Problem requirements → Starting from the first line through the line containing "M155 77L145 78L114", inclusive, swap "sample output" for "example output" wherever it appears and leave everything else as is. Give back only those lines.

Material supplied →
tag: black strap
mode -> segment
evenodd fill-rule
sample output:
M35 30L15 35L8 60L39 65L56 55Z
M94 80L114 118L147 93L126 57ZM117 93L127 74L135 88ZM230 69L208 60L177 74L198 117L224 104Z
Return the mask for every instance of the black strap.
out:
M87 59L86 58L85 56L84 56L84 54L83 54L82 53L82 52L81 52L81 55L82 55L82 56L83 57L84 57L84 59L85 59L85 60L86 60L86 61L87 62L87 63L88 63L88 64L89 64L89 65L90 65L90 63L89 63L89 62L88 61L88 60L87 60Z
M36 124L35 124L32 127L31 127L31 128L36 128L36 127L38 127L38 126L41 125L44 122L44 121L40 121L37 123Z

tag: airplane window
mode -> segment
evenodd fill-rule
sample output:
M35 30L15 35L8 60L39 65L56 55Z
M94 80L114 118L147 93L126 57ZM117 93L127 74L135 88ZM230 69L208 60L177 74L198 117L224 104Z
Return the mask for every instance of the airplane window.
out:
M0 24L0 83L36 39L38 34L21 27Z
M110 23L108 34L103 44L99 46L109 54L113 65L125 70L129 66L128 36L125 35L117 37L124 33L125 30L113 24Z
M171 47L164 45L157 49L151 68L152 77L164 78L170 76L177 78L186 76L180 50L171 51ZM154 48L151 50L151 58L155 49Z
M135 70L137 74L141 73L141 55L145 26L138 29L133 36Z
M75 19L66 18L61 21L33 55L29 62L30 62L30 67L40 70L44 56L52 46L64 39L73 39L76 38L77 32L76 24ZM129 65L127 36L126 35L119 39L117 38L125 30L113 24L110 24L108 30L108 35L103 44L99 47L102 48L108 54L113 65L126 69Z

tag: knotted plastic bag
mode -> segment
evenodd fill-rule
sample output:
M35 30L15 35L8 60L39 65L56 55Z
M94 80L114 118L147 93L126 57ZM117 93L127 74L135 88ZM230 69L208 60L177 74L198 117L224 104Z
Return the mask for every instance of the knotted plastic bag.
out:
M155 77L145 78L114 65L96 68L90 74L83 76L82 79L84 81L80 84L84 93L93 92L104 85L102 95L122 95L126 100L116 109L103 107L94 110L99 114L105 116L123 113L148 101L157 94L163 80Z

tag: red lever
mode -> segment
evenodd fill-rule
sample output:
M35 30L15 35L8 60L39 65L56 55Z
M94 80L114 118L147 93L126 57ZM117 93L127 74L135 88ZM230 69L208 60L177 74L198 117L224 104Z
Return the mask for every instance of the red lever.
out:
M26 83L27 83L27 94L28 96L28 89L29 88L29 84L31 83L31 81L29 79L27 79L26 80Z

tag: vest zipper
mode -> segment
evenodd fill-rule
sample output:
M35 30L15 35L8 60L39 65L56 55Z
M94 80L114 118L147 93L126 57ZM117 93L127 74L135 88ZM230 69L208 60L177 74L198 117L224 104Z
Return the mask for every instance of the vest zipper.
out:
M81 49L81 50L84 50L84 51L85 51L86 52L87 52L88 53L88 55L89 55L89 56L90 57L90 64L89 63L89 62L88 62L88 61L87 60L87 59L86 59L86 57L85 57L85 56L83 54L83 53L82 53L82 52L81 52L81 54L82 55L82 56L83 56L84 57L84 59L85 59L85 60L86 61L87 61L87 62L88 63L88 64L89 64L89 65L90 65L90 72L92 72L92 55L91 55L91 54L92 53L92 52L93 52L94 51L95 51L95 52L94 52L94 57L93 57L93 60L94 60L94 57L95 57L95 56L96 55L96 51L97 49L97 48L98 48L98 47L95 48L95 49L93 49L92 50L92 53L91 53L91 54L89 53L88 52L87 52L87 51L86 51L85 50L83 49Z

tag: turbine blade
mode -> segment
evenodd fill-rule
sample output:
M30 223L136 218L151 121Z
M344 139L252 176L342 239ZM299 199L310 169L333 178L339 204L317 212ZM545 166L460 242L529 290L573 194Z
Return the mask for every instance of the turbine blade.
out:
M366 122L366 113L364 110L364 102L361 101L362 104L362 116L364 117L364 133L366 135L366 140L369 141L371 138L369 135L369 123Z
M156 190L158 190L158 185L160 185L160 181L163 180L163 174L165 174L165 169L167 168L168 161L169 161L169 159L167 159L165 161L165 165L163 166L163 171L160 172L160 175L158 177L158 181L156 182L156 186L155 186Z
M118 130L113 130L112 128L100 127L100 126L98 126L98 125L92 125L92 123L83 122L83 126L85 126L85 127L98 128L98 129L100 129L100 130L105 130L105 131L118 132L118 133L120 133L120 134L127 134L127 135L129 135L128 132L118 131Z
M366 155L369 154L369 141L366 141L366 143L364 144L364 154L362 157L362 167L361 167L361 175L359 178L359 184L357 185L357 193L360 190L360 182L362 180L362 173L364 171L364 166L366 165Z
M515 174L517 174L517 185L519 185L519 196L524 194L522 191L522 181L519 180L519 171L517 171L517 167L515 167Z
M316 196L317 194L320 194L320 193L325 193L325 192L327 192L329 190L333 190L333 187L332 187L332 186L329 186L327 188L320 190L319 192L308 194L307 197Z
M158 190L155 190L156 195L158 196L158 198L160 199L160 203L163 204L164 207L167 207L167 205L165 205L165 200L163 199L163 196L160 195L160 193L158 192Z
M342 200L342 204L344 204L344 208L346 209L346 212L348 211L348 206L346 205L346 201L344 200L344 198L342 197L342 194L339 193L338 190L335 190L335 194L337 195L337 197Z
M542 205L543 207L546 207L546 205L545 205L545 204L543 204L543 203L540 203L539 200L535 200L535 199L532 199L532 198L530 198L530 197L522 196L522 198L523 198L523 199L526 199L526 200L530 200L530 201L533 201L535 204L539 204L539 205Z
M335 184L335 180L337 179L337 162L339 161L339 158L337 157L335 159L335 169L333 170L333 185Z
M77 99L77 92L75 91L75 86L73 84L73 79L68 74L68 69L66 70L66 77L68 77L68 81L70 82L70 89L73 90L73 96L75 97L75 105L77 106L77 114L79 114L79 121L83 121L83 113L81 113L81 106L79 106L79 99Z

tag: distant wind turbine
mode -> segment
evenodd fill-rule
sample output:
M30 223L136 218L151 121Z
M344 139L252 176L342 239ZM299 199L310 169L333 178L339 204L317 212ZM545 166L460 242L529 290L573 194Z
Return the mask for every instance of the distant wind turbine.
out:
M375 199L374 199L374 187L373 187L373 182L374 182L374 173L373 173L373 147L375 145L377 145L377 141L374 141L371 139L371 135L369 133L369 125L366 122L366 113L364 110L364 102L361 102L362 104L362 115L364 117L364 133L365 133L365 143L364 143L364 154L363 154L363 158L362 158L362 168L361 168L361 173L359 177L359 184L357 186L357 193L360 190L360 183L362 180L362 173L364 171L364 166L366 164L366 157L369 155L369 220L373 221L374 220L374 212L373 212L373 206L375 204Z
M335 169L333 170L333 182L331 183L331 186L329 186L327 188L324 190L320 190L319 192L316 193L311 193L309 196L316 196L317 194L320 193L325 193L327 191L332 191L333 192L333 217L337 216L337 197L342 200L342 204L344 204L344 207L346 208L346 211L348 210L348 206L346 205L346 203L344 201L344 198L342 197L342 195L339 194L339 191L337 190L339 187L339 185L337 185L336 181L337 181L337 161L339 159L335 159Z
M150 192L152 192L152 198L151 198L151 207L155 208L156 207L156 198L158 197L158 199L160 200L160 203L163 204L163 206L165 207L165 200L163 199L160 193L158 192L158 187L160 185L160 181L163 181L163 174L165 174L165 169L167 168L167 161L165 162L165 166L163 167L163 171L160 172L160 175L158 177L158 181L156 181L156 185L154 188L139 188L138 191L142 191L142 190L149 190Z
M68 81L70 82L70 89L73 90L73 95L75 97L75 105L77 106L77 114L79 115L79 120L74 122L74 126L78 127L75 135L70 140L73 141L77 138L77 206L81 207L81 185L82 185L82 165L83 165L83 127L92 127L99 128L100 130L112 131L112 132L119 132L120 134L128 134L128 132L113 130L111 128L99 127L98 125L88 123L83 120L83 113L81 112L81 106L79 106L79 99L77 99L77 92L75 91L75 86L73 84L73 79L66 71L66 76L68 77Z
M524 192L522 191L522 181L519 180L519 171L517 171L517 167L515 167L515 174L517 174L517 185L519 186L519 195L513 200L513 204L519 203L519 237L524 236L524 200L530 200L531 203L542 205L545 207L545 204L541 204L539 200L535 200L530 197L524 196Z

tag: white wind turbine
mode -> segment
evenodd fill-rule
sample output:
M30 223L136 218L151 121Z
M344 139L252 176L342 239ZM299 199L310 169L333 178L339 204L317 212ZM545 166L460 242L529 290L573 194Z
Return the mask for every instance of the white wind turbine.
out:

Solution to the exercise →
tag: black strap
mode -> segment
evenodd fill-rule
example output:
M35 30L15 35L8 60L39 65L56 55Z
M94 80L114 118L147 93L126 57ZM117 93L127 74L135 88ZM230 69L208 60L177 74L198 117L224 104Z
Return the mask for every instance of the black strap.
out:
M87 59L86 58L85 56L84 56L84 54L83 54L82 53L82 52L81 52L81 55L82 55L82 56L83 57L84 57L84 59L85 59L85 60L86 60L86 61L87 62L87 63L88 63L88 64L89 64L89 65L90 65L90 63L89 63L89 62L88 61L88 60L87 60Z
M36 124L35 124L32 127L31 127L31 128L36 128L36 127L38 127L38 126L41 125L44 122L44 121L40 121L37 123Z

tag: airplane window
mode -> segment
evenodd fill-rule
example output:
M35 30L15 35L8 60L39 65L56 55Z
M94 80L114 118L147 93L126 57ZM117 93L127 74L135 88ZM230 69L208 60L177 74L198 117L224 104Z
Return the mask for every instance of the airplane window.
out:
M0 24L0 83L36 39L38 34L21 27Z
M110 23L108 34L103 44L99 46L109 54L113 65L125 70L129 66L128 36L125 35L117 37L124 33L125 30L113 24Z
M171 47L164 45L157 49L151 68L152 77L164 78L170 76L177 78L186 76L180 50L171 51ZM154 48L151 50L151 58L155 49Z
M135 70L137 74L141 73L141 55L145 26L138 29L133 36Z
M75 19L66 18L61 21L33 55L29 62L30 62L30 67L40 70L44 56L52 46L64 39L73 39L76 38L77 32L76 24ZM129 65L127 36L126 35L119 39L117 38L125 30L113 24L110 24L108 30L108 35L103 44L99 47L102 48L108 54L113 65L126 69Z

tag: knotted plastic bag
mode -> segment
evenodd fill-rule
example output:
M35 30L15 35L8 60L39 65L56 55Z
M94 80L114 118L147 93L126 57ZM117 93L127 74L135 88ZM230 69L208 60L177 74L198 117L224 104Z
Return the mask for every instance of the knotted plastic bag.
out:
M155 77L145 78L114 65L96 68L90 74L83 76L82 79L84 81L80 84L84 93L93 92L104 85L102 95L122 95L126 100L116 109L103 107L94 110L99 114L105 116L123 113L148 101L157 94L163 80Z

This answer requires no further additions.